+++ Raw records +++

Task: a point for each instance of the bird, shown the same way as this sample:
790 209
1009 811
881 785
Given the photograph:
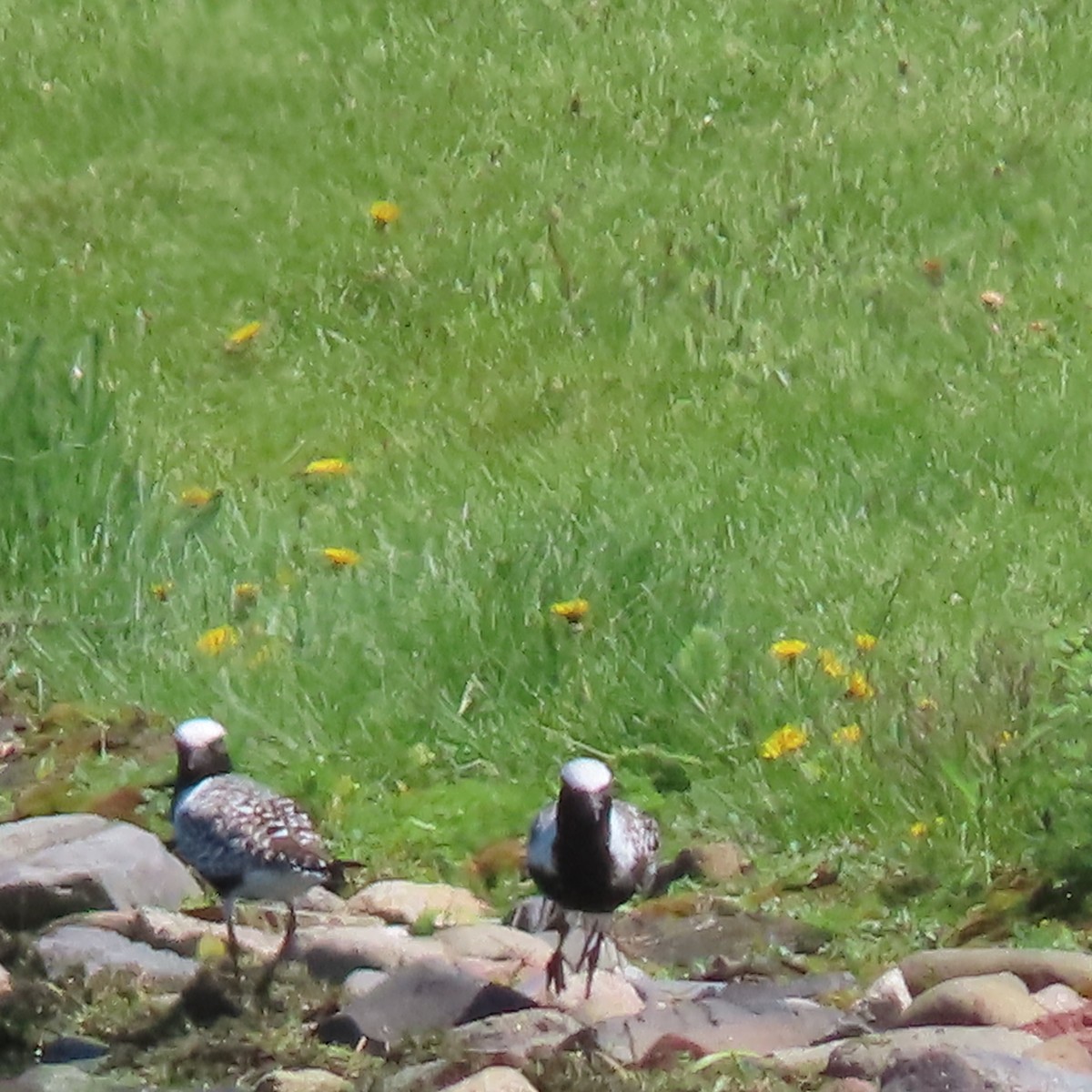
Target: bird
590 853
244 839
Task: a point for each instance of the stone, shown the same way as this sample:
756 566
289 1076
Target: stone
867 1057
1058 998
514 1037
404 902
885 1000
487 940
611 995
425 996
1069 1052
331 954
971 1070
494 1079
179 933
303 1080
998 999
58 865
92 950
1036 967
720 862
710 1026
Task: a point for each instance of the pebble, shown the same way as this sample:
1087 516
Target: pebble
403 902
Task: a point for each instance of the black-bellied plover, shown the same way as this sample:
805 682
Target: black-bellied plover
247 841
590 853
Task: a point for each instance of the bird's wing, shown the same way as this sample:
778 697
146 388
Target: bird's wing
234 819
634 839
541 842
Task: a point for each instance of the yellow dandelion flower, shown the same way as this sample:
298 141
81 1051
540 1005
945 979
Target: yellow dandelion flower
860 687
247 592
787 738
327 468
243 337
197 496
216 642
789 650
831 665
385 213
339 557
845 737
571 611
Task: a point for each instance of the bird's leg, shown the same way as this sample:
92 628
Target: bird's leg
233 944
289 933
555 969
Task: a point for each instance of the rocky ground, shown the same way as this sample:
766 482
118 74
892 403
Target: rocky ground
408 986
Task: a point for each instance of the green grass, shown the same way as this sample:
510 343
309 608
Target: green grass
652 329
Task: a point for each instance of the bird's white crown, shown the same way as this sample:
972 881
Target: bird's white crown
200 732
587 775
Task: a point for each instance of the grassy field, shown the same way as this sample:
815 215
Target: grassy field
682 315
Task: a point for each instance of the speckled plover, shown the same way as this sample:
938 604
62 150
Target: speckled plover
590 853
243 838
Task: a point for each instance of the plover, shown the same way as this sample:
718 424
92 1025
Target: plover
590 853
243 838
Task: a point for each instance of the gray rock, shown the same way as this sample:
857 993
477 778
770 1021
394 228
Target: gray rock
514 1037
92 950
869 1055
426 996
954 1070
59 865
1036 967
333 953
998 999
711 1026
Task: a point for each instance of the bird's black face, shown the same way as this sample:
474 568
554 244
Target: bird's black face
196 763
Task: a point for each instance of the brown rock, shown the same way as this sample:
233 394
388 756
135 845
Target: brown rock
1068 1052
997 999
404 902
868 1057
494 1079
333 953
1036 967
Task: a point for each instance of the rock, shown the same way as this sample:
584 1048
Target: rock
59 865
1069 1052
303 1080
868 1055
611 995
535 915
331 954
490 942
885 1000
1036 967
494 1079
425 996
91 950
998 999
514 1037
689 939
403 902
970 1070
720 862
710 1026
179 933
1058 998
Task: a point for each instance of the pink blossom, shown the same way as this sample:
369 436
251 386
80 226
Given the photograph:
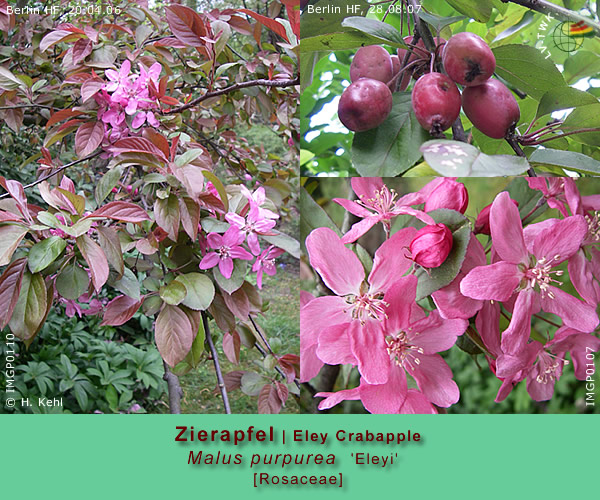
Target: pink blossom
252 225
265 262
227 247
358 305
431 245
527 272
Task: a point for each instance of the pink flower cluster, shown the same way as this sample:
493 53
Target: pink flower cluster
127 95
245 228
377 325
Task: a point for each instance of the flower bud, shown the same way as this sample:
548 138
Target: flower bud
448 194
482 223
431 245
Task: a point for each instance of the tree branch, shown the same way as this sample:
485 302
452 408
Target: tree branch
215 356
57 171
233 88
556 11
175 392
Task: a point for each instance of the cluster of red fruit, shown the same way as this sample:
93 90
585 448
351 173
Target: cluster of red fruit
436 100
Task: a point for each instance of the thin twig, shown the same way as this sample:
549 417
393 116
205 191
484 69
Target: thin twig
215 356
57 171
233 88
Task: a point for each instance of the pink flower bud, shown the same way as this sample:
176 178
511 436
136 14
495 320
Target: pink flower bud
448 194
482 224
431 245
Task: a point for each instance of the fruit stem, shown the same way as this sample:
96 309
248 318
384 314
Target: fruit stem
512 140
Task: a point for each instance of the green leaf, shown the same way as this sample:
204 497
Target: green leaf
106 184
439 23
200 290
173 293
432 280
377 29
285 242
458 159
30 310
523 65
325 17
44 253
568 159
237 277
338 41
480 10
584 117
252 383
72 282
563 98
393 147
313 216
128 284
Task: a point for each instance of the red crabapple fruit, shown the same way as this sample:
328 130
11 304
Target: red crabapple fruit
436 102
468 60
365 104
491 107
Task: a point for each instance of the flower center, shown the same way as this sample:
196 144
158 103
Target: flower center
542 275
224 252
402 352
383 201
367 305
593 227
549 368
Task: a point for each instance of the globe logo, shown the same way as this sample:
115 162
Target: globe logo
568 37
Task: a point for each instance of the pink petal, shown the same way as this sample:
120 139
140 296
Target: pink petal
339 267
226 267
209 260
353 207
369 348
516 336
572 311
388 397
360 228
435 334
366 186
333 398
494 282
390 260
401 298
558 242
434 378
334 345
416 403
507 230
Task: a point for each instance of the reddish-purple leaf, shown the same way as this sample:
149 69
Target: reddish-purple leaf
137 145
94 256
10 287
88 137
173 334
57 36
82 49
61 115
186 25
272 24
231 347
166 213
90 88
122 211
189 212
233 380
268 400
120 310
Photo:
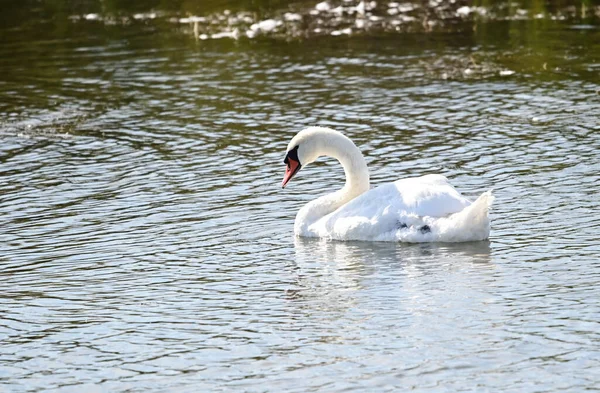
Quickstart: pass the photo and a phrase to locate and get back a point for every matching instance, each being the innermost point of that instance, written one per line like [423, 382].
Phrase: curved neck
[336, 145]
[355, 169]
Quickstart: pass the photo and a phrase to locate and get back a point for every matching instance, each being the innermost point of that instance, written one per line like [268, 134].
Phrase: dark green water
[146, 245]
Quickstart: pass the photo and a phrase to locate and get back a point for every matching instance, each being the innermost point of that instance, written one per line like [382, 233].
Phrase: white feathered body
[419, 209]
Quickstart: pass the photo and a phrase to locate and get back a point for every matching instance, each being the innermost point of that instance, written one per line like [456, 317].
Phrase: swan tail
[472, 223]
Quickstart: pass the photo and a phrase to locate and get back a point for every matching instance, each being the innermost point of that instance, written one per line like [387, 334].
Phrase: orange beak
[292, 168]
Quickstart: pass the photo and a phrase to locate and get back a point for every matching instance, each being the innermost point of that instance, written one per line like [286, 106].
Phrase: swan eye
[292, 154]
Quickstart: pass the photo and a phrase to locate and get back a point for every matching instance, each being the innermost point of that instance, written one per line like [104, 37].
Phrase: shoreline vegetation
[300, 20]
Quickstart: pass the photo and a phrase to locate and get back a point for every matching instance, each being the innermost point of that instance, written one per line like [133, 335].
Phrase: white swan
[418, 209]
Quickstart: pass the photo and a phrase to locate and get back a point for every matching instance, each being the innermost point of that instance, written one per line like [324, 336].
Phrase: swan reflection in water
[337, 276]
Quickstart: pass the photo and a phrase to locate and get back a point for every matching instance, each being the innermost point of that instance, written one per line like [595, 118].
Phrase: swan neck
[355, 168]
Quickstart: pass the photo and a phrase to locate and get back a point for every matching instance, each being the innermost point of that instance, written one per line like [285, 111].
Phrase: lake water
[146, 244]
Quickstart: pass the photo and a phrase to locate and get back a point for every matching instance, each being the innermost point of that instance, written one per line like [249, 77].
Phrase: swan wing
[384, 208]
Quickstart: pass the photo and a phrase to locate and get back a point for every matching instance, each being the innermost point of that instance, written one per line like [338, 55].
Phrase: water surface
[146, 244]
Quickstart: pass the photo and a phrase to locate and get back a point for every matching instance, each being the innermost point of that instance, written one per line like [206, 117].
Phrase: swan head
[303, 149]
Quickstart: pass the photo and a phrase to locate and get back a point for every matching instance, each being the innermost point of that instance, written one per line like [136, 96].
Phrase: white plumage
[419, 209]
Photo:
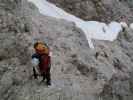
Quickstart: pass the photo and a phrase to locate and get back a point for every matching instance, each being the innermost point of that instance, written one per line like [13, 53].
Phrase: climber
[42, 60]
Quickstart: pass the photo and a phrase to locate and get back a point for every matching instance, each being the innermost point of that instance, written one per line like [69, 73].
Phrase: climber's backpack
[41, 48]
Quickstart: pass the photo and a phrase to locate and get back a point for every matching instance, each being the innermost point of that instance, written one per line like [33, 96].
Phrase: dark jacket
[44, 62]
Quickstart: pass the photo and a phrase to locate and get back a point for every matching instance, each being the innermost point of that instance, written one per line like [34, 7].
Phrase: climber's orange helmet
[41, 48]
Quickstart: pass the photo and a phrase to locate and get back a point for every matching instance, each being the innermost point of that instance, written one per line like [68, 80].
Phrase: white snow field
[92, 29]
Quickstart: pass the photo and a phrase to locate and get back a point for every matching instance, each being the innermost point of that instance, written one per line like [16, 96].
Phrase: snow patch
[92, 29]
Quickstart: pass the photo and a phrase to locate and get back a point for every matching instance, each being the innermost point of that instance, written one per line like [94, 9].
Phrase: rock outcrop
[78, 72]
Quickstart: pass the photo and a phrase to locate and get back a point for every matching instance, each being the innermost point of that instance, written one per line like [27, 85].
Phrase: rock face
[101, 10]
[78, 72]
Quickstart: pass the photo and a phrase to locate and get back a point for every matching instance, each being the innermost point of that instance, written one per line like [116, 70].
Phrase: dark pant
[47, 76]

+++

- _Objective_
Print exactly the lines above, starting at the line that contains "like [16, 96]." and ending with the last line of the records, both included.

- _Exercise answer_
Quickstart: pass the photo and a phrase to locate and get back a point for every matching instance, each being the innermost point of that instance, written one per line like [16, 96].
Phrase: snow patch
[92, 29]
Quickstart: pass the photo and a phrase to locate and get back a point for every matching instance, each being the innermost point of that instance, written one per line like [94, 9].
Phrase: rock outcrop
[78, 72]
Quickstart: pass the photo and a phrase to locate and get back a point for every matching instance, each being the innermost point of that instance, written one per line like [27, 85].
Phrase: rock face
[101, 10]
[78, 72]
Quickstart: pass the photo and a phrase to locate and get back a point for every matching instance, each being the innermost point of that instance, written one per line like [116, 70].
Phrase: dark pant
[47, 76]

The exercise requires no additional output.